> _Work instruction_:
Only the pictures should be left out; write out all other data exactly.

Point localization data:
··········

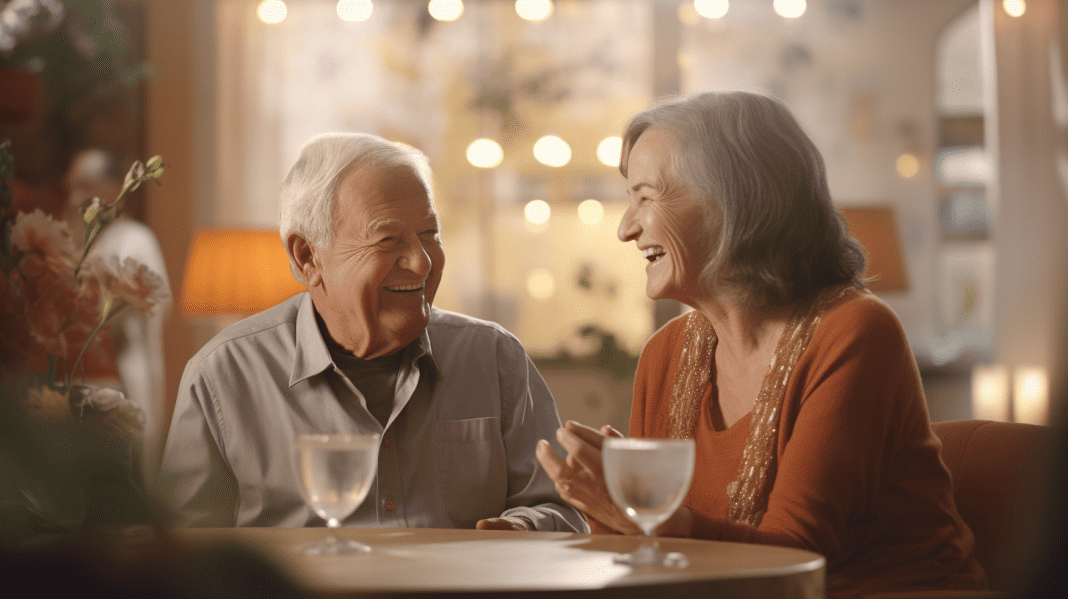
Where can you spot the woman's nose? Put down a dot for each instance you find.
(628, 225)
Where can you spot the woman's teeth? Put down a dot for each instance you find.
(653, 254)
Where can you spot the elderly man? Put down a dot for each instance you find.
(458, 404)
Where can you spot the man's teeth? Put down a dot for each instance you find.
(653, 253)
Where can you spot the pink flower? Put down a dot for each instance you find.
(128, 281)
(47, 405)
(106, 407)
(44, 240)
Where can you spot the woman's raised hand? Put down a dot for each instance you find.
(580, 476)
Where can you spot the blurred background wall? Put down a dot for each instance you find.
(942, 122)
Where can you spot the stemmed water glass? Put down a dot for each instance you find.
(648, 478)
(335, 473)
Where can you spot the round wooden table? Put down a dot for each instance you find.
(435, 562)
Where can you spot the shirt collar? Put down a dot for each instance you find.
(312, 357)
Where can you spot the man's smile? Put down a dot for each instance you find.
(409, 288)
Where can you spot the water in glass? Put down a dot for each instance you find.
(335, 473)
(648, 479)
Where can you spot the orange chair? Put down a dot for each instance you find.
(991, 463)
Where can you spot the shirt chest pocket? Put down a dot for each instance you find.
(471, 468)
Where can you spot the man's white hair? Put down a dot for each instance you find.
(309, 194)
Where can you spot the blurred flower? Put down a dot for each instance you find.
(40, 236)
(48, 405)
(51, 308)
(128, 281)
(108, 407)
(134, 177)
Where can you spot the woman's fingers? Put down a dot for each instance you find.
(587, 434)
(552, 464)
(580, 453)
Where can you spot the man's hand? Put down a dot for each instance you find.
(505, 523)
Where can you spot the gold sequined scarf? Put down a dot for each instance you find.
(749, 491)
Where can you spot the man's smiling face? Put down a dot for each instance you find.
(380, 273)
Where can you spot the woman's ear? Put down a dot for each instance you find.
(303, 259)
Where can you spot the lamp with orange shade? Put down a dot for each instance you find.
(236, 271)
(875, 229)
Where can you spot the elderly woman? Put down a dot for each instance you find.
(797, 384)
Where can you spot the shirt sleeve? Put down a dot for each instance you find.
(860, 393)
(529, 414)
(193, 474)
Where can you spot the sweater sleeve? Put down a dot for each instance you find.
(850, 400)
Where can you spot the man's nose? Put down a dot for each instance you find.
(415, 259)
(628, 225)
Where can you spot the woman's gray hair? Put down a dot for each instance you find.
(309, 194)
(762, 184)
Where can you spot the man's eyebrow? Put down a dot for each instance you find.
(380, 224)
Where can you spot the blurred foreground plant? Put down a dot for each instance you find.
(67, 450)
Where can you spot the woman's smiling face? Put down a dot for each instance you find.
(664, 221)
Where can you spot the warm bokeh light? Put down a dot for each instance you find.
(790, 9)
(687, 14)
(271, 11)
(537, 211)
(716, 9)
(591, 211)
(485, 153)
(534, 10)
(990, 392)
(907, 166)
(540, 284)
(552, 151)
(355, 10)
(1031, 394)
(608, 151)
(445, 10)
(1015, 8)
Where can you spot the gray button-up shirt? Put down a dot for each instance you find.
(458, 446)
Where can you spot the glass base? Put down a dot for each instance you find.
(650, 555)
(333, 546)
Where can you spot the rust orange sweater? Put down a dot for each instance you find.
(858, 478)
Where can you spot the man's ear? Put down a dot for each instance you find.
(303, 259)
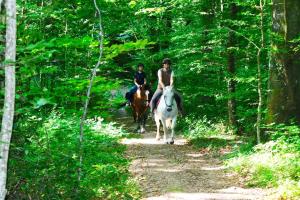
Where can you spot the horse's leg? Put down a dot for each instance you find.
(173, 130)
(165, 130)
(134, 115)
(142, 124)
(157, 127)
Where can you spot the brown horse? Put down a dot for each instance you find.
(140, 106)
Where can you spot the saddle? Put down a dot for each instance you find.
(157, 101)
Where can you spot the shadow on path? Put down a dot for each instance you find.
(179, 171)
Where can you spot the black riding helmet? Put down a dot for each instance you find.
(167, 61)
(140, 65)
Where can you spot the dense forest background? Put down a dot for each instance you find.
(236, 67)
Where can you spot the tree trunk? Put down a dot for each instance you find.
(231, 71)
(284, 82)
(9, 100)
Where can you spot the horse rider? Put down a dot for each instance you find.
(139, 80)
(165, 78)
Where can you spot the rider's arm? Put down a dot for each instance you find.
(172, 79)
(160, 79)
(136, 83)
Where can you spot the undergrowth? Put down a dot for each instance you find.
(44, 160)
(274, 164)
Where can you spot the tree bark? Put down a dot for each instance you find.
(231, 71)
(284, 82)
(9, 100)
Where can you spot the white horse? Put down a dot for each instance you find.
(166, 113)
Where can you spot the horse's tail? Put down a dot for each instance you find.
(169, 123)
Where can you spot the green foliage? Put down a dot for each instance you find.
(46, 163)
(273, 164)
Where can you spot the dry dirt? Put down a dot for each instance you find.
(179, 171)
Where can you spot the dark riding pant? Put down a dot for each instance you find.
(158, 93)
(132, 91)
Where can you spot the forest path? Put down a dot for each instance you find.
(179, 171)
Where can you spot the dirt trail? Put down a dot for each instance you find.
(179, 171)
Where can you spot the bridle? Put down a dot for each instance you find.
(169, 106)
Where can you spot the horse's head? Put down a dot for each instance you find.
(168, 95)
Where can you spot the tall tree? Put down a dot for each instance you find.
(284, 99)
(9, 100)
(231, 71)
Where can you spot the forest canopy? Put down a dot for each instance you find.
(236, 64)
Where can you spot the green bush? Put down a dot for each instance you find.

··········

> _Reply to the exercise_:
Where can you spot the woman's nose? Put down a dot for each instance you find.
(628, 225)
Where can you spot the woman's teeth? Put down a dot for each instance you find.
(653, 254)
Where can you spot the elderly man? Put down a dot for each instance you find.
(458, 404)
Where can you spot the man's teeth? Put down a dot for each instance you find.
(653, 253)
Where can you spot the pink flower? Put down a dot for each instance you find.
(128, 281)
(47, 405)
(106, 407)
(44, 240)
Where can you spot the woman's raised hand? Put down a dot for each instance you find.
(580, 476)
Where can you spot the blurred background wall? Put down a dot for each instance you find.
(942, 122)
Where can you spot the stemmed water glass? Put down a dot for each instance you find.
(648, 478)
(335, 473)
Where can you spot the round wooden table? Put down a dot for each instance you find.
(435, 562)
Where can you spot the shirt collar? Put down a dot for each instance you find.
(312, 357)
Where can you spot the man's smile? Put down a dot for each instance you find.
(409, 288)
Where can you spot the water in glass? Put down a dot for each instance you find.
(335, 473)
(648, 479)
Where can you spot the orange chair? Put down a dot for each instance you find.
(991, 463)
Where can you spot the shirt chest pocket? Put down a dot for each instance you find.
(471, 468)
Where can you spot the man's white hair? Put down a dot for each instance you find.
(309, 194)
Where can you spot the blurred flower? Put down a dot for each instance you find.
(40, 236)
(48, 405)
(51, 308)
(128, 281)
(108, 407)
(134, 177)
Where can you spot the woman's fingers? Put down a dot for each instance you find.
(587, 434)
(552, 464)
(580, 453)
Where can you spot the man's hand? Put down a dot for each instance you find.
(505, 523)
Where can you spot the gold sequined scarf? Put down a dot for each instance you find.
(749, 491)
Where can you spot the man's smiling face? Put down a dot for each instance you find.
(380, 273)
Where can you spot the woman's ear? Put down a dot for each instance you find.
(303, 259)
Where can you spot the lamp with orange shade? Put down a dot for each instance you find.
(236, 271)
(875, 229)
Where can you spot the elderly woman? Put down a dot for each instance you find.
(797, 384)
Where can you spot the shirt sleeve? Put down a dot for each instance you find.
(860, 393)
(529, 414)
(193, 474)
Where can you spot the sweater sleeve? Put down a dot for each instance you find.
(850, 400)
Where can you spot the man's nose? Put down a dot for each instance you find.
(415, 259)
(628, 225)
Where can you spot the woman's gray hair? Put down a dot for each instance you find.
(309, 194)
(762, 184)
Where can you spot the man's eyebrow? Put down a dot for each instance you find.
(380, 224)
Where can you spot the blurred foreground plant? Put down a dot for each instance you find.
(67, 450)
Where can you spot the woman's smiling face? Put down a dot for each instance you find.
(664, 221)
Where can you spot the warm bokeh light? Put down a dot for each instance you find.
(790, 9)
(687, 14)
(271, 11)
(537, 211)
(716, 9)
(591, 211)
(485, 153)
(534, 10)
(990, 392)
(907, 166)
(540, 284)
(552, 151)
(355, 10)
(1031, 394)
(608, 151)
(445, 10)
(1015, 8)
Where can you spot the gray button-up shirt? Put down a dot for each instance you find.
(458, 446)
Where can you spot the glass base? Put down a dot for each instance you find.
(650, 555)
(333, 546)
Where can you spot the rust orange sweater? Put down a dot for each instance you find.
(858, 478)
Where can you spot the man's ear? Put down a dot for each instance you find.
(303, 259)
Where can you spot the horse's leg? Put down a dot for each instance you find.
(173, 130)
(165, 130)
(134, 115)
(142, 124)
(157, 127)
Where can you spot the brown horse? Put down a dot for each instance you find.
(140, 106)
Where can you spot the saddle? Put down a dot for each instance you find.
(157, 101)
Where can you spot the shadow on path? Put down a dot for each instance you find.
(179, 171)
Where can you spot the black riding helmet? Put down a dot for each instance you find.
(167, 61)
(140, 65)
Where can you spot the dense forest background? Put down a dot for each instance you find.
(236, 67)
Where can you spot the tree trunk? Put down a dot for each instance you find.
(231, 71)
(284, 82)
(9, 100)
Where can you spot the horse rider? Put down a dot for each instance you find.
(139, 80)
(165, 78)
Where can you spot the rider's arm? Put down a dot for each instance you find.
(172, 79)
(160, 79)
(136, 83)
Where can you spot the undergrowth? Put down a dot for each instance you find.
(44, 160)
(274, 164)
Where can you spot the tree bark? Put down a dot for each instance you find.
(231, 71)
(284, 82)
(9, 100)
Where can you spot the white horse? Put down a dot for each instance you find.
(166, 113)
Where can you spot the horse's tail? Put down a dot for each instance you find.
(169, 123)
Where can you spot the green foliage? Put down a dot for each instance you find.
(46, 163)
(273, 164)
Where can you spot the dry dirt? Put down a dot for each instance you find.
(179, 171)
Where can you spot the dark riding pant? Put down a dot for each instance you find.
(158, 93)
(132, 91)
Where can you spot the forest path? Put down a dot for each instance you find.
(179, 171)
Where can you spot the dirt trail? Put down a dot for each instance you find.
(179, 171)
Where can you spot the bridle? Put down a dot for each instance you find.
(169, 106)
Where can you spot the horse's head? Put down a dot for each instance you find.
(168, 95)
Where can you spot the tall tree? Put down a dot for each instance you find.
(284, 99)
(9, 100)
(231, 71)
Where can you spot the forest canopy? Put down a dot for each instance you find.
(236, 64)
Where can you spot the green bush? Put down a dot for each instance you find.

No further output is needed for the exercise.